ICU-AWはOOL低下の要因、特効薬はなく支持療法や栄養管理
三重大学は9月3日、重症敗血症の治療後に起こるICU関連筋力低下(ICU-AW)のメカニズムに関して、プログラム細胞死タンパク質1(PD-1)と、筋肉内に存在する免疫細胞のうち、2型自然リンパ球(ILC2)が産生するインターロイキン13(IL-13)が、敗血症後の筋力維持に果たす役割を明らかにしたと発表した。この研究は、同大大学院医学系研究科の赤間悠一医師、朴恩正准教授、島岡要教授らの研究グループによるもの。研究成果は、「Journal of Cachexia, Sarcopenia and Muscle」に掲載されている。
画像はリリースより
(詳細は▼関連リンクからご確認ください)
重症敗血症の治療後、患者が直面する最も深刻な問題の一つがICU-AWである。これは、長期的な骨格筋機能の低下を伴う疾患群であり、敗血症治療後の生活の質を著しく低下させる要因となる。しかし、ICU-AWに対する特効薬は現在のところなく、主に支持療法や栄養管理に頼っている。この問題を解決するために、ICU-AWの病態生理学的メカニズムを解明し、新しい治療戦略を模索することが求められている。
PD-1欠損マウスモデル、敗血症後でも筋力と筋重量を維持
研究グループは、敗血症によるICU-AWのメカニズムを解明するために、PD-1欠損マウスを使用した。敗血症を誘導した後、野生型マウスでは長期的な筋力低下を認めたが、PD-1欠損マウスでは筋力と筋重量が維持され、筋力低下が防がれていることを確認した。
この結果を受けて、敗血症後のそれぞれのマウスにおける筋タンパク質合成の機能を評価するため、筋肉を構成する主要なタンパク質の骨格筋内メッセンジャーRNA(mRNA)発現量を評価した。野生型マウスでは敗血症誘導後、長期的に遅筋線維関連遺伝子のmRNAが低下していたのに対し、驚くべきことに、PD-1欠損マウスでは、これらの発現が維持または増加しており、筋保護機能への関与が考えられた。実際に骨格筋断面積を詳しく調べてみると、PD-1が欠損しているマウスでは遅筋断面積が保たれていることがわかった。
PD-1欠損における筋力維持にはILC2由来のIL-13が関与
IL-13は筋肉のホメオスタシスを保っていることがこれまでの研究で示されていた。IL-13が敗血症における遅筋保護に重要な役割があると予想し、骨格筋の細胞株を用いた細胞実験で、敗血症を模してリポポリサッカライド(LPS)処理すると、野生型マウスでの結果と同様に遅筋関連遺伝子のmRNA発現量は減少したが、IL-13投与によってmRNA発現の低下は回復した。このことから、IL-13投与は敗血症で低下した遅筋の合成作用を少なくとも部分的には改善させることがわかった。
次に、骨格筋内ではT細胞と比較してILC2の方が、IL-13産生能が高く、ILC2が主要なIL-13産生細胞であることを確認した。最後に、野生型マウスに比べPD-1欠損マウスの筋肉内では、ILC2によるIL-13の産生量が増加していることも確認した。これらのことから、PD-1欠損における筋力維持にはILC2由来のIL-13が関与していることが明らかとなった。
「PD-1阻害剤はすでにがん治療において広く使用されているが、研究成果は、PD-1阻害剤が敗血症患者に対するICU-AWの新たな治療法となる可能性を示唆している。PD-1がICU-AWにおける筋力低下に重要な役割を果たしていることが明らかになり、PD-1を標的とした新しい治療戦略の開発が期待される」と、研究グループは述べている。

──────────

練習問題:
[1] ICU-AWに関する記事について、次の問いに答えなさい。
(a) 研究成果はどの学術誌に掲載されたか。
(b) ICU-AWの治療は現在、主に何に頼っているか。
(c) 骨格筋内で主要なIL-13産生細胞であると確認されたのは何か。
[2] ICU-AWに関する記事で、正式名称のすぐあとに括弧で示されている略語を、正式名称と組にしてすべて挙げなさい。

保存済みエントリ
──────────

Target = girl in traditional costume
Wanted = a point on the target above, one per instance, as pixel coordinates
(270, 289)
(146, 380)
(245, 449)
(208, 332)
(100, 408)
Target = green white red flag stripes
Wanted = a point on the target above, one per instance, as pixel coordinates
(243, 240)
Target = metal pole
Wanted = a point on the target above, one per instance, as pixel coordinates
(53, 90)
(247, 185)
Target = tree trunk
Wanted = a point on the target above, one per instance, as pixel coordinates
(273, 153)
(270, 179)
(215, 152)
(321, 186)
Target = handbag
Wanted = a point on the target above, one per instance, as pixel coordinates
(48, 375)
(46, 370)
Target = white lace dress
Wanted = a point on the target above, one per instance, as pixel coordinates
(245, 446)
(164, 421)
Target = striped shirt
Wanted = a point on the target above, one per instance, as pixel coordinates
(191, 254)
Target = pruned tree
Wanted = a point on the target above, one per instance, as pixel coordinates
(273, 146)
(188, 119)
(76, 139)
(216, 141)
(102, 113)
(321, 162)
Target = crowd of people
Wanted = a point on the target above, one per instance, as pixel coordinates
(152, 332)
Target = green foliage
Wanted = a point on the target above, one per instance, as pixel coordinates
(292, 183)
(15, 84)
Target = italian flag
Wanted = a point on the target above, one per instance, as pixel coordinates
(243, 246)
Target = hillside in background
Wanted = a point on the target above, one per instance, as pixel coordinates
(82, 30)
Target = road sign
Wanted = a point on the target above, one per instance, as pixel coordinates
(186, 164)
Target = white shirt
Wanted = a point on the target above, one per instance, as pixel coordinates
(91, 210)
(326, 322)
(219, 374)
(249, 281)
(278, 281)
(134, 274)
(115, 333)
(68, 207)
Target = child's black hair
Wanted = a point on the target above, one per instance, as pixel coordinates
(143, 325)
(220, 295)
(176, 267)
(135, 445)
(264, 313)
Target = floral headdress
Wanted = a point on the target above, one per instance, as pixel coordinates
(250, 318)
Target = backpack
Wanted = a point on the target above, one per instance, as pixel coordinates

──────────

解答:
[1]
(a) 「Journal of Cachexia, Sarcopenia and Muscle」
(b) 支持療法や栄養管理
(c) 2型自然リンパ球(ILC2)

[2]
ICU関連筋力低下(ICU-AW)
プログラム細胞死タンパク質1(PD-1)
2型自然リンパ球(ILC2)
インターロイキン13(IL-13)
メッセンジャーRNA(mRNA)
リポポリサッカライド(LPS)